WHAT THE EXERCISE ASKS: The word to find is "person". State how many lines below contain it, giving only the number.

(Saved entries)

- - -

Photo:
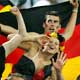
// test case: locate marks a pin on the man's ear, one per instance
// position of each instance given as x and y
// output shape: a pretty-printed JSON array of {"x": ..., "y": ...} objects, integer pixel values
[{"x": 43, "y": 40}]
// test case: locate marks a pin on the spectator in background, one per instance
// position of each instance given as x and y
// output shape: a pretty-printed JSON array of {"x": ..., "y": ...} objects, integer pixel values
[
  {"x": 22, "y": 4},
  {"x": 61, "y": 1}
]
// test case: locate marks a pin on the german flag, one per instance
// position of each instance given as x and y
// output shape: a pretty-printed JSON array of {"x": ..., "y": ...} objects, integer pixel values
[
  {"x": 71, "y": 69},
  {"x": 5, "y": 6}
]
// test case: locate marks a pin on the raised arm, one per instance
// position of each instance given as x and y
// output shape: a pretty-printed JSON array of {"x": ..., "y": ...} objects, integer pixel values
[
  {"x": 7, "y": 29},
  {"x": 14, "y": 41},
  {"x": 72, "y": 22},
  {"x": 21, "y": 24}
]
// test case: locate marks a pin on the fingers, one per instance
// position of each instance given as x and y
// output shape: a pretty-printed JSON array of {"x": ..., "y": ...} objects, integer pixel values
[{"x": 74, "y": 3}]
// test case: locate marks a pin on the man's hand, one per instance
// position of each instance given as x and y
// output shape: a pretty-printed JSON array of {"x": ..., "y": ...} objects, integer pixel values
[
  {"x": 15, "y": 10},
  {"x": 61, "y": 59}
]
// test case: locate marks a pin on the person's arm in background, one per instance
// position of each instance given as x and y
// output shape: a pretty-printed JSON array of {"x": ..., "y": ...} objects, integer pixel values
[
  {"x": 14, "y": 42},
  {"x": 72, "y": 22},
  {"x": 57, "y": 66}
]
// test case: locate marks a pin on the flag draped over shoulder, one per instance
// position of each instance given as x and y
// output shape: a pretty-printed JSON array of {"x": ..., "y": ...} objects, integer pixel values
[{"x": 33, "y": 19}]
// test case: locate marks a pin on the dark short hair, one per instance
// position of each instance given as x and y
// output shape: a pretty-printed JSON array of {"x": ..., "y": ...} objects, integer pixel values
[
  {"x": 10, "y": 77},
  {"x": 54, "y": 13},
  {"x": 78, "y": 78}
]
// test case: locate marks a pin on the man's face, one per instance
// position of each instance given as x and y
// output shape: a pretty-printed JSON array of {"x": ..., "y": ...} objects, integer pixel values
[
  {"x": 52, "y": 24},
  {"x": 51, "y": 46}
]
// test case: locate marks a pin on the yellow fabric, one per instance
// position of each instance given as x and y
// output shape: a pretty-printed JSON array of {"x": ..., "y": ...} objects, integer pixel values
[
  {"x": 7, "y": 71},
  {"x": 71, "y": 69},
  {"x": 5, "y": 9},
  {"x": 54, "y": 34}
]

- - -

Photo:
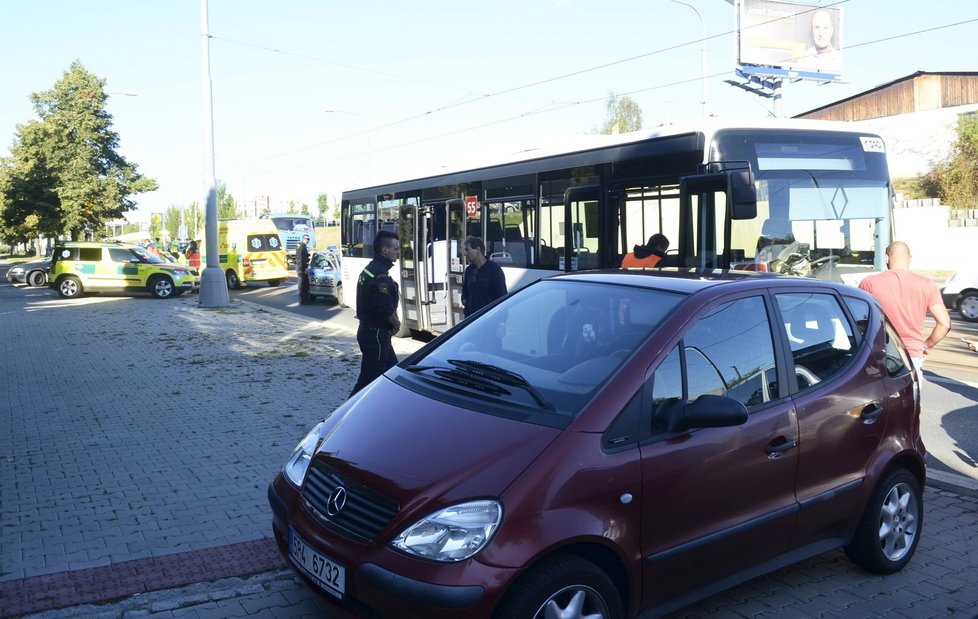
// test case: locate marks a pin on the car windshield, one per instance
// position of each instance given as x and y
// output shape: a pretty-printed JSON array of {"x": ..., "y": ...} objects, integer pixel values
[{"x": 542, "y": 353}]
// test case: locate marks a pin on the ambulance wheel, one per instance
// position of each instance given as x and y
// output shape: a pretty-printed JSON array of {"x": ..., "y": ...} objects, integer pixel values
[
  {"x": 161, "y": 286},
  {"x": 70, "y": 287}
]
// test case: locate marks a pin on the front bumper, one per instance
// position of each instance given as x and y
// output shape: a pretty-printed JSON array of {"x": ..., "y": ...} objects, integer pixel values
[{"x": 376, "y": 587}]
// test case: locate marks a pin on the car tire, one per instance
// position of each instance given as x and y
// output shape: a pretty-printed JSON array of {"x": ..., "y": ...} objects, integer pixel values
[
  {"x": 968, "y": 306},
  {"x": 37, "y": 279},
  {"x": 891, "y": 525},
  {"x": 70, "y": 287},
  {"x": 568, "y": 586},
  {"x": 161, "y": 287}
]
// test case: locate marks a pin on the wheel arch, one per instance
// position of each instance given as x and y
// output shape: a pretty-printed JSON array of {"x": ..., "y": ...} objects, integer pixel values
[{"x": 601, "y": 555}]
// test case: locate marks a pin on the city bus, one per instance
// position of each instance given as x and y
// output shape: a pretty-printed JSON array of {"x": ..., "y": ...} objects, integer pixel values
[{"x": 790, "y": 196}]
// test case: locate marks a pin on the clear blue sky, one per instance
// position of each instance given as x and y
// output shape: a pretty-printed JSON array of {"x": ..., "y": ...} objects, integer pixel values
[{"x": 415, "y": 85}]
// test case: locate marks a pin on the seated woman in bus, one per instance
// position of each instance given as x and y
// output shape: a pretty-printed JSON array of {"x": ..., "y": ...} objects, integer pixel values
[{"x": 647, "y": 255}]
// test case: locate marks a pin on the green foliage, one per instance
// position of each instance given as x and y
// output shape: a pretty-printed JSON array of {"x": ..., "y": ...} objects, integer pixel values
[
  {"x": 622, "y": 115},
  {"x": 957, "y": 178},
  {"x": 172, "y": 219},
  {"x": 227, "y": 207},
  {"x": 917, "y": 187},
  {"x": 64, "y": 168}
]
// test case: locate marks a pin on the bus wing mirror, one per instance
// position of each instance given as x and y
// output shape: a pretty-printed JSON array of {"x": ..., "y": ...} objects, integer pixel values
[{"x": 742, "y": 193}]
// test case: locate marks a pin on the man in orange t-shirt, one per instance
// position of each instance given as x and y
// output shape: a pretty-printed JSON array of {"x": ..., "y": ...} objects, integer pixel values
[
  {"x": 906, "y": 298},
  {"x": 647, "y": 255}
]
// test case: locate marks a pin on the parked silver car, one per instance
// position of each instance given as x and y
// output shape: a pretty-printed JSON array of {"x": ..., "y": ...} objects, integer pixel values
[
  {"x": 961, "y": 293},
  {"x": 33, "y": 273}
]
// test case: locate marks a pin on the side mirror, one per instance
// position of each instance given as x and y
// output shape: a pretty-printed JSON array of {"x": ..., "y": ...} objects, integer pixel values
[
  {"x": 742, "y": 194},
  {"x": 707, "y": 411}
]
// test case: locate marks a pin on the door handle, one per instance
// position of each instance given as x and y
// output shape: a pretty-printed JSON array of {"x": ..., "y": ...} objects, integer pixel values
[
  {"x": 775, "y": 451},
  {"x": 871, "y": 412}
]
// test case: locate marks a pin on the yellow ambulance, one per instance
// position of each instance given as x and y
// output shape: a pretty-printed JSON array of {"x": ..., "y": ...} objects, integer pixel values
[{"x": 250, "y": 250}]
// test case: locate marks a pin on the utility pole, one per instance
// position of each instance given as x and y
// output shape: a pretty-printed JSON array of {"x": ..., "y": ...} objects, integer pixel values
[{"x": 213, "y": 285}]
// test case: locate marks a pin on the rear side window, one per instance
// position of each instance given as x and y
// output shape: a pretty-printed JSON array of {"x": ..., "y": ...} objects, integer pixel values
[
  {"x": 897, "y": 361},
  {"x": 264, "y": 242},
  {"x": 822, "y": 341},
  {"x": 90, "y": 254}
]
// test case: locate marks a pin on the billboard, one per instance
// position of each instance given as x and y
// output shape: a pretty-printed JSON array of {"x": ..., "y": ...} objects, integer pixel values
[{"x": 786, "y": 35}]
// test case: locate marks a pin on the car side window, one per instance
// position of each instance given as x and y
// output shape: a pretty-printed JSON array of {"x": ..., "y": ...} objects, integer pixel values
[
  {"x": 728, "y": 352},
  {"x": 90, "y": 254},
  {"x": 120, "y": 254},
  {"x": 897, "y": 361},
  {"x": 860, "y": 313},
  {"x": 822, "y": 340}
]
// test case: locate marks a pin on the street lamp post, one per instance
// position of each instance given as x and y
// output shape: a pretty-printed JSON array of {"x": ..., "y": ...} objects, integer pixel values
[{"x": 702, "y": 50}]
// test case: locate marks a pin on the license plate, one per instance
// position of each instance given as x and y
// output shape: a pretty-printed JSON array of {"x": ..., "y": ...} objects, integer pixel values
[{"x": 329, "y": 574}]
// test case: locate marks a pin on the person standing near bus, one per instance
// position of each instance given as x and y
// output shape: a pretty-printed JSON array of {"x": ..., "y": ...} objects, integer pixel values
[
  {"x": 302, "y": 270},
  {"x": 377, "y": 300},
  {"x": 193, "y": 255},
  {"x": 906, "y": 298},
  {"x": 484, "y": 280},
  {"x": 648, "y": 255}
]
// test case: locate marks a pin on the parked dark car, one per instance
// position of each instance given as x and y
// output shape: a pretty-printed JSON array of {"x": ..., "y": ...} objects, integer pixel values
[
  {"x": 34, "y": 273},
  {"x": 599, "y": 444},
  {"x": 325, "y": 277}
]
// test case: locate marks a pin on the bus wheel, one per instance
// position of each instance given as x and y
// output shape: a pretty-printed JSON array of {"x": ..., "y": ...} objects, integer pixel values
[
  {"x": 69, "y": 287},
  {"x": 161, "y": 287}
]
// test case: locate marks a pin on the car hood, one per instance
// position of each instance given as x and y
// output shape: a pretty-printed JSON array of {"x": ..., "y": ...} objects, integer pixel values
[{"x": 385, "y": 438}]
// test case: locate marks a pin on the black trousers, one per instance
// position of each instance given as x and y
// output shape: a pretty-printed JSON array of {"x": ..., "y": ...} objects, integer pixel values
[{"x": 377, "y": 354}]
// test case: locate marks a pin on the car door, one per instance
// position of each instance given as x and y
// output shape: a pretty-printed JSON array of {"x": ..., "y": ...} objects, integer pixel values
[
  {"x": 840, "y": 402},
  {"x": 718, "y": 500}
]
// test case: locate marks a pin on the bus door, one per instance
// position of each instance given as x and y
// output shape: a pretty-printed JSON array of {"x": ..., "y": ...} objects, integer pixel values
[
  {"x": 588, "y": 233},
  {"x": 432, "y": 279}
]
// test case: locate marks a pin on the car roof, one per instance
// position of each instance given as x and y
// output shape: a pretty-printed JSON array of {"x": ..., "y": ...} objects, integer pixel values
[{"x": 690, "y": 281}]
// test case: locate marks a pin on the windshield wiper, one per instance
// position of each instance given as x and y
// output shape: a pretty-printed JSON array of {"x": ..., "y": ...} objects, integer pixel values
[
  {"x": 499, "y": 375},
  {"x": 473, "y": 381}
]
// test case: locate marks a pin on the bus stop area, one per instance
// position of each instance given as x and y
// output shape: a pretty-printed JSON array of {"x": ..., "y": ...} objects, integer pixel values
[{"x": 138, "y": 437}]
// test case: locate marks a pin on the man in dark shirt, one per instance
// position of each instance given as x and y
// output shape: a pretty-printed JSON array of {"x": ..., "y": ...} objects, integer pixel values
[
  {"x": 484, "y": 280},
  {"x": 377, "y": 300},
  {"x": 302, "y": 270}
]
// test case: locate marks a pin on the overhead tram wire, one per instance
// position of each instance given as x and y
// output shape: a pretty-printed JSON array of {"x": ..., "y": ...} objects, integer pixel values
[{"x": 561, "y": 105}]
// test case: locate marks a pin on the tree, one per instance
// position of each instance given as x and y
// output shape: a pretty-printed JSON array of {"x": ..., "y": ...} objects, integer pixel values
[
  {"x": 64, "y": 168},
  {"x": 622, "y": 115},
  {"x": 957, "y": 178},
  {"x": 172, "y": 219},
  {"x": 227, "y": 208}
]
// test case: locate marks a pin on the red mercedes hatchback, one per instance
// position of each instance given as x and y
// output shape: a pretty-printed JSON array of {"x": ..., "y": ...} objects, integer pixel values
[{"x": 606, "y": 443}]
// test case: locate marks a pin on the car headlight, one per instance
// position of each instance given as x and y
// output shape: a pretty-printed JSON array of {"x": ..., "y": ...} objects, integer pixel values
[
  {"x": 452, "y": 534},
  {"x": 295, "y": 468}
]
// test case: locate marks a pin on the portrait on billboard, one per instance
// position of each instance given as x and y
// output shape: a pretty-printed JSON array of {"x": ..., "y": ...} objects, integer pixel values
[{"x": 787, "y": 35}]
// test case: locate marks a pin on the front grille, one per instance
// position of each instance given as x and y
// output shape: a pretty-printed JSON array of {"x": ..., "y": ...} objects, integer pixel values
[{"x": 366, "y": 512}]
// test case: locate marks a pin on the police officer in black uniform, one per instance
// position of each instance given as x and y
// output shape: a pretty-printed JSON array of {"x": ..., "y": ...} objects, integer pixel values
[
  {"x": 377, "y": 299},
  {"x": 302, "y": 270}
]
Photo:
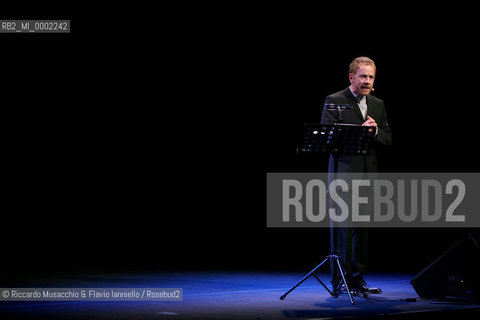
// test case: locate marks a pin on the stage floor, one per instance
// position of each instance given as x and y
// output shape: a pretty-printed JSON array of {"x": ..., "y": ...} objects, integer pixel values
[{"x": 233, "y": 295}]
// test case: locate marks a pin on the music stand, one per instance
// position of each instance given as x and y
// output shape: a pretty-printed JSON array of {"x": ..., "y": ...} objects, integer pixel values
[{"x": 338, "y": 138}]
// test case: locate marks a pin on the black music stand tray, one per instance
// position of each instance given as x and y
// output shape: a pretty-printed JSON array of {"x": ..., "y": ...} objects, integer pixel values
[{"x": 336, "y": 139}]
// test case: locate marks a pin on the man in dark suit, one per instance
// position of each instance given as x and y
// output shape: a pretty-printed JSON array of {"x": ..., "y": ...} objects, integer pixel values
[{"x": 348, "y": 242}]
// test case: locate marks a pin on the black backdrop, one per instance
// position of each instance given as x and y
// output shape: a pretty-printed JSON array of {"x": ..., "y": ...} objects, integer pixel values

- - -

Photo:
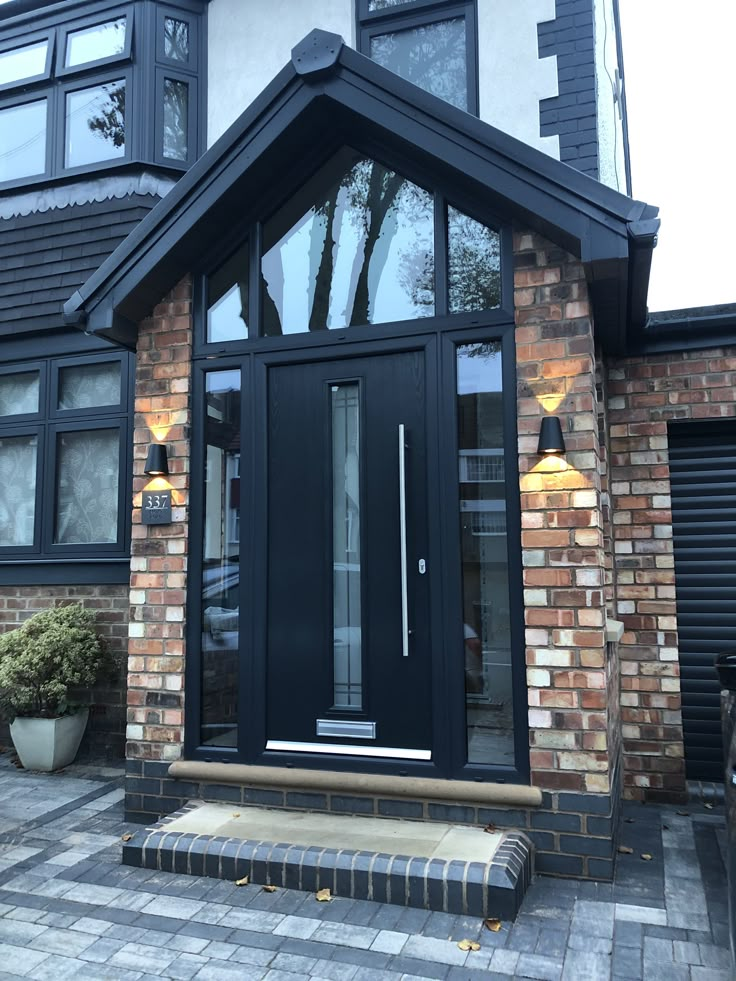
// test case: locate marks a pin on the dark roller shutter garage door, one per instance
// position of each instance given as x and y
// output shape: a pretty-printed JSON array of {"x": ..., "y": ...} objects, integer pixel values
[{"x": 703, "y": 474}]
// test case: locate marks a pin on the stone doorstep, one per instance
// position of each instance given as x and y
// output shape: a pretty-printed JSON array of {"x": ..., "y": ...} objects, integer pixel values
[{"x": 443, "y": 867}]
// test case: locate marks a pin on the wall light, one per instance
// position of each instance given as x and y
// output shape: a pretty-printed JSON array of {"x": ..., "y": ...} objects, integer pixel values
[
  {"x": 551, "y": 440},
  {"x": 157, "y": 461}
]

- - -

PROBLEM SOLUTION: 2